:: DATA SUPPLIED

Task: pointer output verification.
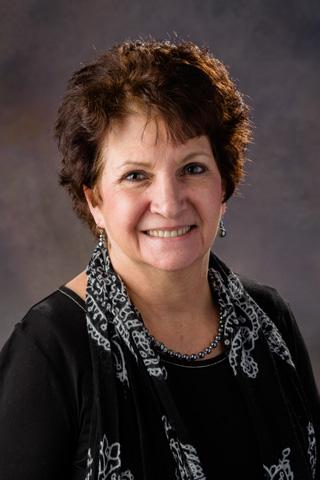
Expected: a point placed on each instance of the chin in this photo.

::::
:: DATA SUPPLIED

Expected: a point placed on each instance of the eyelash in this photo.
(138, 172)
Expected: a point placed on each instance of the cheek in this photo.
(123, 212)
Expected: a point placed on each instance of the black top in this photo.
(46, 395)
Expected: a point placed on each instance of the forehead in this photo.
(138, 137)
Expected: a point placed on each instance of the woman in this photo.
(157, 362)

::::

Update the records from the line with "Task: pointer output verification." up to and including the line with "Expected: a point placed on each instance of the chin" by changing "chin" to "nose", keeping all else the same. Give only those lines, and leave the pictures out.

Task: pointer output verification.
Expected: a point placed on each instance of the nose in this photo.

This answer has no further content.